**Problem to solve:** Copy the items word for word, from the line containing "Your task: look at the preceding image and identify the logo" through the line containing "[149,389,1000,667]", including both of those lines.

▼

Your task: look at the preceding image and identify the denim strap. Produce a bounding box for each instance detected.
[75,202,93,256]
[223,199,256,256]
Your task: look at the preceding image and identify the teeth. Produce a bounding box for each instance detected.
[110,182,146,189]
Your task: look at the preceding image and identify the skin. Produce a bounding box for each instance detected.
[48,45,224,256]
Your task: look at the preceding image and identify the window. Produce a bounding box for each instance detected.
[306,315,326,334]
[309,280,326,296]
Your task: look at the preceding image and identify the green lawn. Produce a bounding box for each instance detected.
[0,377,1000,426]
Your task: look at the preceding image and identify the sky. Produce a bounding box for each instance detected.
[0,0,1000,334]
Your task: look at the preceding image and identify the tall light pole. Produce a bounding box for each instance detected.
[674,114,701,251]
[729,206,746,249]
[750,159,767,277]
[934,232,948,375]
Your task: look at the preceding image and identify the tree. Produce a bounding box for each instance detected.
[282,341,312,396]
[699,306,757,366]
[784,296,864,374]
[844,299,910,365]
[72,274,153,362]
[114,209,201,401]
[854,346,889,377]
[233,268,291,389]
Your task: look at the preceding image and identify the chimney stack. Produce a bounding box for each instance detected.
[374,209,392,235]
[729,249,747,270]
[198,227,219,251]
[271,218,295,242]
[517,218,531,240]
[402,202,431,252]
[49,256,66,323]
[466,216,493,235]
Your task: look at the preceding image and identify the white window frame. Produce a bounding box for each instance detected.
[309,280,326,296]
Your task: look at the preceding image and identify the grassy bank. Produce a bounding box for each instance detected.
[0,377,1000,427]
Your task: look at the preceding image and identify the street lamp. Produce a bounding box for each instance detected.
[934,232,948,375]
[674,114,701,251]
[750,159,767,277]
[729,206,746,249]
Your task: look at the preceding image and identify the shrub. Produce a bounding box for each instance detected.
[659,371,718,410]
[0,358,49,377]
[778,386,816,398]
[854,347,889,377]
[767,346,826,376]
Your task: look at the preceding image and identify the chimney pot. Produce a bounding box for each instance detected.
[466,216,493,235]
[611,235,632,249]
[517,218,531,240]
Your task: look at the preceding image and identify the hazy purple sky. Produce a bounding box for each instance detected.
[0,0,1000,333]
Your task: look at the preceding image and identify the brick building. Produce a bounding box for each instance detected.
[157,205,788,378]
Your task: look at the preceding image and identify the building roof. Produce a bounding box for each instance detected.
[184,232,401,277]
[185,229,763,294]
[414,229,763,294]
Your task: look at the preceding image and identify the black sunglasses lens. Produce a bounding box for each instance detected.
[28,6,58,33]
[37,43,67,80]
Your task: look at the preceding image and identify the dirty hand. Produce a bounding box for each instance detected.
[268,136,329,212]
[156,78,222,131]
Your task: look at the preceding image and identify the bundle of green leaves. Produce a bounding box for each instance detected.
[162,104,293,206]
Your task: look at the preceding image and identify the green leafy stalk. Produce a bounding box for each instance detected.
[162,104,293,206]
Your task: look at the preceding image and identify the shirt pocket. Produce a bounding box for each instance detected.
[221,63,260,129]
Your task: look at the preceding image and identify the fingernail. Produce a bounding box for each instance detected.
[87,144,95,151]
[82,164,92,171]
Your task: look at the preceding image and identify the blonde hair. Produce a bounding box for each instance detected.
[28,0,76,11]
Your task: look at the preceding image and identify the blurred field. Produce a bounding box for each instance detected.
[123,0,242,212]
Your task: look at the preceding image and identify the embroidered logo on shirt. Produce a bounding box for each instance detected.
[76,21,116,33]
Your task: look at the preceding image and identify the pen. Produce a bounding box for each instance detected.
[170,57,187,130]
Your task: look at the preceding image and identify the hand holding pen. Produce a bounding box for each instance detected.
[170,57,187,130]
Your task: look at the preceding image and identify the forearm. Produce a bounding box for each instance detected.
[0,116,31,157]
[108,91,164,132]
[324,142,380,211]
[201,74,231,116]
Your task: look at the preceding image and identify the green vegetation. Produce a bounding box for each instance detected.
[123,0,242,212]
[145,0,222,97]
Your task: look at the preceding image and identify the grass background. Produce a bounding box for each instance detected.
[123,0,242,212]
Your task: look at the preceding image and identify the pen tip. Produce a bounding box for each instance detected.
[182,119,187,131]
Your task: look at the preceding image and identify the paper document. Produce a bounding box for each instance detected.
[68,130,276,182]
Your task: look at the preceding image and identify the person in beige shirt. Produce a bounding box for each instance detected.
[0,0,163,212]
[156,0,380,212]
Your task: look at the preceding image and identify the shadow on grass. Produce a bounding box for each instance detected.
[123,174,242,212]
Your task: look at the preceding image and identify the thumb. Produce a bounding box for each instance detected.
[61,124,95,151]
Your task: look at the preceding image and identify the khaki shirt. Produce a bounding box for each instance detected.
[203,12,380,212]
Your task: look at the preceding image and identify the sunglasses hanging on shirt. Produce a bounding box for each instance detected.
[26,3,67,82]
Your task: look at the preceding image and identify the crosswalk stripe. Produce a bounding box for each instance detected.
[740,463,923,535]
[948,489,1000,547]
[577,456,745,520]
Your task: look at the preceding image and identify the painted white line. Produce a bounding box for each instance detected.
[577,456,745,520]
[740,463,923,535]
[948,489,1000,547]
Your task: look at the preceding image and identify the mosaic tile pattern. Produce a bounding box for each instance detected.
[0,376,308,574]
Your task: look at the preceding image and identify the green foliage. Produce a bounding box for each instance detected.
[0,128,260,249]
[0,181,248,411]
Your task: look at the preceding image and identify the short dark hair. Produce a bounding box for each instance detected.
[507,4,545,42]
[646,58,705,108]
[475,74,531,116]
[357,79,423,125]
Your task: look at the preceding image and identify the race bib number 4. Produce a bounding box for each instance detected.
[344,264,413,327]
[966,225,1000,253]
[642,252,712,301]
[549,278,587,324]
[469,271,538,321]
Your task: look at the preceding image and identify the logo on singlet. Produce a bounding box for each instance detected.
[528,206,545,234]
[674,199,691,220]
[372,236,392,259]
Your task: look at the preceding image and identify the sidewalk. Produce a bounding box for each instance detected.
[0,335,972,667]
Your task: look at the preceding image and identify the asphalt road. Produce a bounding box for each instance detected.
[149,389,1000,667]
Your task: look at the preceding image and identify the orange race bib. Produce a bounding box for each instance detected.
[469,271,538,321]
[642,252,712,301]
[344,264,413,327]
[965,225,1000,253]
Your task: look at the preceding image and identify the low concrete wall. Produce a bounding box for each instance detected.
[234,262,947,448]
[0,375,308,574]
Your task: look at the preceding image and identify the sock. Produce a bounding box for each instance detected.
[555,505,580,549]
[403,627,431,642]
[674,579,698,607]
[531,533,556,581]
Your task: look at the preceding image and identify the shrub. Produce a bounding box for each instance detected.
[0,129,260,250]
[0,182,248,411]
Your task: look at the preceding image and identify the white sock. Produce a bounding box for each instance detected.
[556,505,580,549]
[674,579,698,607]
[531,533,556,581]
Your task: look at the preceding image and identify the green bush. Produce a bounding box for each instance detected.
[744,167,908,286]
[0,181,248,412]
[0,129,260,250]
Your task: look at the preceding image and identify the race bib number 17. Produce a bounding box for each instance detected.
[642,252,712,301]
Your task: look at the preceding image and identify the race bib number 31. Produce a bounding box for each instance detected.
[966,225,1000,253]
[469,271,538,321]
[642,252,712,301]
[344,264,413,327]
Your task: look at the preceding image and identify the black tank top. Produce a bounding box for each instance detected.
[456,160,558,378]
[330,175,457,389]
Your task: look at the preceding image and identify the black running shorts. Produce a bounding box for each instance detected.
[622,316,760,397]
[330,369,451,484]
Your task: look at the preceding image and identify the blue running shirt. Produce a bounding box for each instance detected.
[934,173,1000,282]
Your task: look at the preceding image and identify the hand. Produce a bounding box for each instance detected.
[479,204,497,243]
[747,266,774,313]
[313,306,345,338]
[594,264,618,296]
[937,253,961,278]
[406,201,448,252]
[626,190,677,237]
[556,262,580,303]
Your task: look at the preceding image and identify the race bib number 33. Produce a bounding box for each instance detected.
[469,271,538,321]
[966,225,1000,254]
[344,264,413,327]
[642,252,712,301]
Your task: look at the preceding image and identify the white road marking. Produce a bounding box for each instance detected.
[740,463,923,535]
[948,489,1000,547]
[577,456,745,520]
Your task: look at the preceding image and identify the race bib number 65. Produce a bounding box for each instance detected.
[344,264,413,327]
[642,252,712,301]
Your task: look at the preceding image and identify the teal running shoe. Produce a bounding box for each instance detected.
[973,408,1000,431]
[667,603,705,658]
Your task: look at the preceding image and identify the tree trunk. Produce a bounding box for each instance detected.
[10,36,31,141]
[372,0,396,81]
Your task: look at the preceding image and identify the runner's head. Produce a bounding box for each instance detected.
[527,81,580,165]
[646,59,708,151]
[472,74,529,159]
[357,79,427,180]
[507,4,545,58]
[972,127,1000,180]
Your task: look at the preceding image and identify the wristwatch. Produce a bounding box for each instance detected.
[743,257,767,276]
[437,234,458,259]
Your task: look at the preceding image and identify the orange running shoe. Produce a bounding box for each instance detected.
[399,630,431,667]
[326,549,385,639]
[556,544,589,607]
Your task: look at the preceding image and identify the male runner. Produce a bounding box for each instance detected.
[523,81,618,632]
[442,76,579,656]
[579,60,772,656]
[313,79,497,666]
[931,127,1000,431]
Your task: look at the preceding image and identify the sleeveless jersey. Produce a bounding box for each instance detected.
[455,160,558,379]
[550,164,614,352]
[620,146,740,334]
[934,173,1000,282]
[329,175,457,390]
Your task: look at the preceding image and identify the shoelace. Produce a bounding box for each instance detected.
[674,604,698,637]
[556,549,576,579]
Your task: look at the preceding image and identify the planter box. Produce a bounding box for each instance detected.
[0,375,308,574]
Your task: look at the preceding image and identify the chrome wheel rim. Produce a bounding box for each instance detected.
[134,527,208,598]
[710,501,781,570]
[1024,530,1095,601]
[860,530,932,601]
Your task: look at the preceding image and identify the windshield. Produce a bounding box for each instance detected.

▲

**The reply:**
Your task: look at the preceding image and identify the logo on singlet. Produce a bounding box for each instance detected.
[528,206,545,234]
[674,199,691,220]
[372,236,392,259]
Your task: look at the preceding image and identify the sidewalk. Produce a bounding box for each instance detected.
[0,335,972,667]
Your task: look at the preceding image and identify the asphalt road. Produce a bounding box for each instance detected.
[149,389,1000,667]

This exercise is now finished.